• _Текст для чтения_:
★ ★ ★ ★ ★ ★ ★

Читаем Салтыков-Щедрин полностью

Настал злополучный вечер. Вскоре же после начала чтения пьесы угрюмо забившийся в угол Салтыков насторожился. Громко и самодовольно, первый смеясь в удачных, на его взгляд, местах, Соллогуб читал про похождения нигилиста, доходящего до воровства. Уже почувствовавший неловкость, Тургенев боялся встретиться глазами с так некстати приглашенным сатириком.

В какой-то момент Соллогуб прервал чтение и вопросительно взглянул на Тургенева, видимо ожидая одобрения. И тот пролепетал что-то о «задатках художественного характера» в изображенном лице.

Вот тут-то и взорвался крепившийся Салтыков, да так, что о дальнейшем чтении и речи быть не могло. С ним было что-то вроде истерики. Задыхаясь и уже не слушая жалких оправданий растерявшегося автора, Михаил Евграфович кричал, что только бесчестный человек может так изображать людей, чьи мысли и чувства ему попросту недоступны, изображать в расчете услышать похвалы в великосветских салонах и в «Московских ведомостях».

★ ★ ★ ★ ★ ★ ★

• _Строки набора данных_:
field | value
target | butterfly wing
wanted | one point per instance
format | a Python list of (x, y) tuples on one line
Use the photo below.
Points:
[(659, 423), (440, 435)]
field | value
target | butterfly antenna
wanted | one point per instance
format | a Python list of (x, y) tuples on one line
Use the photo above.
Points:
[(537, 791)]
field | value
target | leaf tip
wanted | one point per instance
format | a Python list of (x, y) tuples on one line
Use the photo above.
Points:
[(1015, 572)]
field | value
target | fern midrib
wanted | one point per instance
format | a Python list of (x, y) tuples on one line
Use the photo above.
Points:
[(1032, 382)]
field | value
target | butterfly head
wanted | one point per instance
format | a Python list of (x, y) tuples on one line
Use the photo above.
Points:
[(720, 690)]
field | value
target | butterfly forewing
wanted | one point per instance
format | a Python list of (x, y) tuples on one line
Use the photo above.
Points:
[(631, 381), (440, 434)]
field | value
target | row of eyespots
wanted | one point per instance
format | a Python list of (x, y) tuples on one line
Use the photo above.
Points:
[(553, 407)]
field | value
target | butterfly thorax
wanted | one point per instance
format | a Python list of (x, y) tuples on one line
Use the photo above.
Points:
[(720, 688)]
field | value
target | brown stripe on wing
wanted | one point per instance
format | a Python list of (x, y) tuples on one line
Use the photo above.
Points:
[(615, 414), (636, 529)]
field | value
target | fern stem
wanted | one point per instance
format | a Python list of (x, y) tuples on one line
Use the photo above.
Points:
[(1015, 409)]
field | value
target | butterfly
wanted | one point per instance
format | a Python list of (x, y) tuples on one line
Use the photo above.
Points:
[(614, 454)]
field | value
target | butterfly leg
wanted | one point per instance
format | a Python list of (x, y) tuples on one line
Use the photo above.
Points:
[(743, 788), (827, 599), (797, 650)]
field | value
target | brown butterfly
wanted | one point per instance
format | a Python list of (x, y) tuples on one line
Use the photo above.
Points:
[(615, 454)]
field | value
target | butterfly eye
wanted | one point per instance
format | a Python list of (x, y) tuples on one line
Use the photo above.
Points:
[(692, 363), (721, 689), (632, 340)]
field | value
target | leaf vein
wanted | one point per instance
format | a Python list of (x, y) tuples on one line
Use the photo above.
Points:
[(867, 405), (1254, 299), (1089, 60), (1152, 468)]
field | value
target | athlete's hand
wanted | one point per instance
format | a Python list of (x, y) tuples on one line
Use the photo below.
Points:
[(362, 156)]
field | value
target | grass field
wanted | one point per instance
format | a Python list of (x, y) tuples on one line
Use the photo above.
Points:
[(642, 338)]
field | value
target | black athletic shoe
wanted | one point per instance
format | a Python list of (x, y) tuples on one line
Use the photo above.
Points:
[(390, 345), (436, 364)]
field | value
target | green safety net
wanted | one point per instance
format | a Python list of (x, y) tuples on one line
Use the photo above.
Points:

★ ★ ★ ★ ★ ★ ★

Перепишите слово в слово отрывок из текста о Салтыкове и Соллогубе: от «В какой-то момент» до «в изображенном лице.» включительно.

• _Правильный ответ_:
В какой-то момент Соллогуб прервал чтение и вопросительно взглянул на Тургенева, видимо ожидая одобрения. И тот пролепетал что-то о «задатках художественного характера» в изображенном лице.